What the exercise asks: Once you have read the entries below, write them all out again exactly.

══ Records for processing ══

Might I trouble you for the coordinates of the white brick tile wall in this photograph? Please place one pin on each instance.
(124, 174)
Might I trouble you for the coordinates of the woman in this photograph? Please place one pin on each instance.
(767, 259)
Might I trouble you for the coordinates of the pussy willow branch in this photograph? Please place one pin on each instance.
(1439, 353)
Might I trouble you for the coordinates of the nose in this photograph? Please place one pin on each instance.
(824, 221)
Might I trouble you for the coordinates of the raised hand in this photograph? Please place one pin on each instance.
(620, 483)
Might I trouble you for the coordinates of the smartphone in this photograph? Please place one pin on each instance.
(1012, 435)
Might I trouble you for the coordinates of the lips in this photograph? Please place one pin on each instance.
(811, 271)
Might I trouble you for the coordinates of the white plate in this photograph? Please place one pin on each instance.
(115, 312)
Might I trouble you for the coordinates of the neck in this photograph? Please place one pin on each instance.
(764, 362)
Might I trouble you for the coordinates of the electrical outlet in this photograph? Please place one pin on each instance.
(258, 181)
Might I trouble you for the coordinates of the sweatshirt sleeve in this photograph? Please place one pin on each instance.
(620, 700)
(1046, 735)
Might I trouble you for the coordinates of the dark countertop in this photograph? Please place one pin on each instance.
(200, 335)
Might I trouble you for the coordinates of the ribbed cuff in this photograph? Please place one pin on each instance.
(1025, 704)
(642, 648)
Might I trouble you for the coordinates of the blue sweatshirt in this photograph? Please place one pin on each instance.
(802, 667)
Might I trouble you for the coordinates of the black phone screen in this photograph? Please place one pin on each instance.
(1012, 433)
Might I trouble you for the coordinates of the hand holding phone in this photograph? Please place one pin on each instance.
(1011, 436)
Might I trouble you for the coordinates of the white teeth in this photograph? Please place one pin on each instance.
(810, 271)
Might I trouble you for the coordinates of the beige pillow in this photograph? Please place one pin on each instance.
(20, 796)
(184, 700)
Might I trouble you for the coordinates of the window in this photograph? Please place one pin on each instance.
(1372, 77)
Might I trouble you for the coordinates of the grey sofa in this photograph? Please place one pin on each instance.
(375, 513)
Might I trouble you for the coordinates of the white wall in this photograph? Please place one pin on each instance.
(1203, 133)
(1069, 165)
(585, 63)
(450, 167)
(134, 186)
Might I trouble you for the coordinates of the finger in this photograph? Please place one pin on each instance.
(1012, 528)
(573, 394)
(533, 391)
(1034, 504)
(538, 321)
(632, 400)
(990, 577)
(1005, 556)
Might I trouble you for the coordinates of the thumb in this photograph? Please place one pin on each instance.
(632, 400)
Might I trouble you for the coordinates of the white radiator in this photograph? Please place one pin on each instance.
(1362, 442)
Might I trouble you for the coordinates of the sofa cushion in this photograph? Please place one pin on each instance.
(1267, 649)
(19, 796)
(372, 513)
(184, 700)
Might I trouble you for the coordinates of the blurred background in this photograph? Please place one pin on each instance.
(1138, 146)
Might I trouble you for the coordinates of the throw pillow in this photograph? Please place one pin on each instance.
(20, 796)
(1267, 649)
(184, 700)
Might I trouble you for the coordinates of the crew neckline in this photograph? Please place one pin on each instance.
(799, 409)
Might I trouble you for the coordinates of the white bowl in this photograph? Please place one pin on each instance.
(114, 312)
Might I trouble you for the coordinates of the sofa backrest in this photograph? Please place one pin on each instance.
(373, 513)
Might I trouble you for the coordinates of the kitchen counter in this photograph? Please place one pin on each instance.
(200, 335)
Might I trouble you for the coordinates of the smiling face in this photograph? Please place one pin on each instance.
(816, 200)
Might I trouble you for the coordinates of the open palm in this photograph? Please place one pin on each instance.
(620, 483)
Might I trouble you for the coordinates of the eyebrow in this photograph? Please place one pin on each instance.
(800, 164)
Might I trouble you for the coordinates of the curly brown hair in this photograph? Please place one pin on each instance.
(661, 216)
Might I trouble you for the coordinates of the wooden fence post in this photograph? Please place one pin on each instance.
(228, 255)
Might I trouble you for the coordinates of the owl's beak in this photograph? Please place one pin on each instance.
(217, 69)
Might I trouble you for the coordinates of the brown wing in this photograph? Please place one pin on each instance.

═══

Solution:
Might I trouble you for the coordinates of the white brick tile wall in this photograph? Please place one pin on each instance.
(124, 174)
Might I trouble you for the coordinates of the woman in this photograph? Please place one pin on each instance.
(767, 259)
Might I trouble you for the coordinates of the pussy willow branch in this photograph? Please place one pin on each instance.
(1439, 353)
Might I trouble you for the coordinates of the nose in this photograph? Please place one pin on each instance.
(824, 221)
Might I trouble you for the coordinates of the raised hand in this photograph? Please place one pin on each instance.
(620, 483)
Might I trouble you for the coordinates of the smartphone in this photograph? Please place one pin on each instance.
(1012, 435)
Might I trouble you for the coordinates of the lips in this photograph? Please place one pin on each instance.
(811, 271)
Might I trouble you for the coordinates of the white plate in this photograph? Please place one pin on each instance.
(115, 312)
Might I trouble you for the coordinates of the neck in this photograph? Please place one pin on each instance.
(764, 362)
Might I trouble you for the coordinates of the electrical outlet in this photograph? Please place one pin on each instance.
(258, 181)
Might I trouble you for the coordinates of the sweatshirt sleeve in this photograph? Please place one pin on each instance.
(620, 700)
(1046, 735)
Might I trouble you for the coordinates of the dark countertop in this photograph? Please place one pin on each instance.
(200, 335)
Might I trouble you for the coordinates of the ribbed cuff in this photograph? Please place one pin on each instance.
(1025, 704)
(642, 648)
Might I trouble you for the coordinates of the blue sweatshirt in this photograph? Please place one pin on each instance.
(802, 667)
Might I trouble you for the coordinates of the black phone screen in this photograph? Please place one pin on each instance.
(1012, 433)
Might I trouble you for the coordinates of the hand holding phone in this photograph? Please place one pin on each instance.
(1011, 436)
Might I trouble you for the coordinates of the white teeth in this photograph? Please place one pin on each instance.
(810, 271)
Might I trouble you for the coordinates of the beige pillow in this photograph? Please place one pin on each instance.
(20, 796)
(184, 700)
Might I trouble you for the coordinates of the window in this photograph? Please place one pin on each instance.
(1372, 77)
Might I trouble you for the coordinates of the grey sofa in this photograph? Please place one pin on each instance.
(375, 513)
Might I trouble you for the coordinates of the white wall in this photograph? Please place one pin on each instance.
(1203, 133)
(1069, 165)
(585, 63)
(450, 167)
(134, 186)
Might I trouble you for the coordinates of the finger in this photograph? Please place one pin on each instance.
(1012, 528)
(573, 394)
(533, 391)
(1034, 504)
(538, 321)
(632, 400)
(990, 577)
(1005, 556)
Might I trouble you for the coordinates of the thumb in this photograph? Please place one pin on each instance.
(632, 400)
Might I trouble you for the coordinates of the white radiator in this photograph? Please place one pin on each instance.
(1362, 442)
Might I trouble you for the coordinates of the sofa cushion in this photograph? Please place one pin on each instance.
(1267, 649)
(19, 796)
(372, 513)
(184, 700)
Might I trouble you for the coordinates of the blurred background in this photograph? Please place one pin on each instance.
(1138, 146)
Might I trouble you for the coordinates of the throw pillow in this photograph? Please place one pin on each instance.
(20, 796)
(1267, 649)
(184, 700)
Might I trouble you for the coordinates of the crew neckline in this photograph? Please place one pin on each instance.
(799, 409)
Might I trouble you for the coordinates of the white bowl in this photograph? Please place one pin on each instance.
(114, 312)
Might I trouble you for the coordinates of the sofa backrest in this photograph? Please place one pin on each instance.
(373, 513)
Might I trouble you for the coordinates of the kitchen counter in this photograph? Please place one pin on each instance.
(200, 335)
Might I trouble you for the coordinates of the smiling face in this photograph? Please place one pin on each instance.
(816, 200)
Might I trouble you for the coordinates of the open palm in this photograph? Please place one pin on each instance.
(620, 483)
Might I trouble you for the coordinates of the eyebrow in this photograph? Please place one pin on each instance.
(800, 164)
Might I trouble you for the coordinates of the curly brown hair in this photograph? Please place one pin on each instance.
(661, 216)
Might I trouble you for the coordinates of the wooden fence post in this photograph? Please place one pin on each instance.
(228, 255)
Might I trouble you for the coordinates of the owl's beak in this photograph? Please place one pin on each instance.
(217, 69)
Might I trouble you for the coordinates of the brown wing in this photograph? Please place one pin on each instance.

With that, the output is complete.